EXTRACT:
February 2024 Issue

Creativity As Catalyst: TAYO Philippines Founders Tasha and Bella Tanjutco On Using Creative Solutions For Climate Work

Tasha wears a MOON RIVER top, APARA maxi skirt, SALOMON sneakers at R.O.X. Bella wears HINDY WEBER net skirt. Photographed by Artu Nepomuceno for the February 2024 Issue of Vogue Philippines

Tasha and Bella Tanjutco believe that creative thinking will lead to impactful change in climate work.

“Imagine if you could fill up a conference room in Glasgow with the amount of flood water that filled up our communities [in the Philippines],” says Natasha Tanjutco.

She and sister Isabella wanted to conjure this image in the minds of the leaders present at the first Conference of Parties (COP) they attended in 2021. In the air-conditioned rooms in Glasgow, Scotland, the sisters felt that the people making important climate decisions were disconnected from the reality they experience on the ground in the Philippines.

“The leaders were talking as if the climate crisis was going to happen in the next five to 10 years,” Tasha says. But growing up working with urban and island communities in the archipelago, the sisters already knew that the climate crisis was happening.

TASKS TO CARRY OUT:
1. Repeat the article on the Tanjutco sisters word for word, from "Tasha and Bella Tanjutco believe" to "crisis was happening.".
2. According to the article on the Tanjutco sisters, in what year did they attend their first Conference of Parties?
The material after this point has nothing to do with the article on the Tanjutco sisters.

INFORMATION SUPPLIED:

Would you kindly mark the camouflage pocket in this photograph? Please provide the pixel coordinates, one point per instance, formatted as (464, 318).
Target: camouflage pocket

SOLUTIONS TO THE PROBLEMS:
1.
Tasha and Bella Tanjutco believe that creative thinking will lead to impactful change in climate work.

“Imagine if you could fill up a conference room in Glasgow with the amount of flood water that filled up our communities [in the Philippines],” says Natasha Tanjutco.

She and sister Isabella wanted to conjure this image in the minds of the leaders present at the first Conference of Parties (COP) they attended in 2021. In the air-conditioned rooms in Glasgow, Scotland, the sisters felt that the people making important climate decisions were disconnected from the reality they experience on the ground in the Philippines.

“The leaders were talking as if the climate crisis was going to happen in the next five to 10 years,” Tasha says. But growing up working with urban and island communities in the archipelago, the sisters already knew that the climate crisis was happening.

2. 2021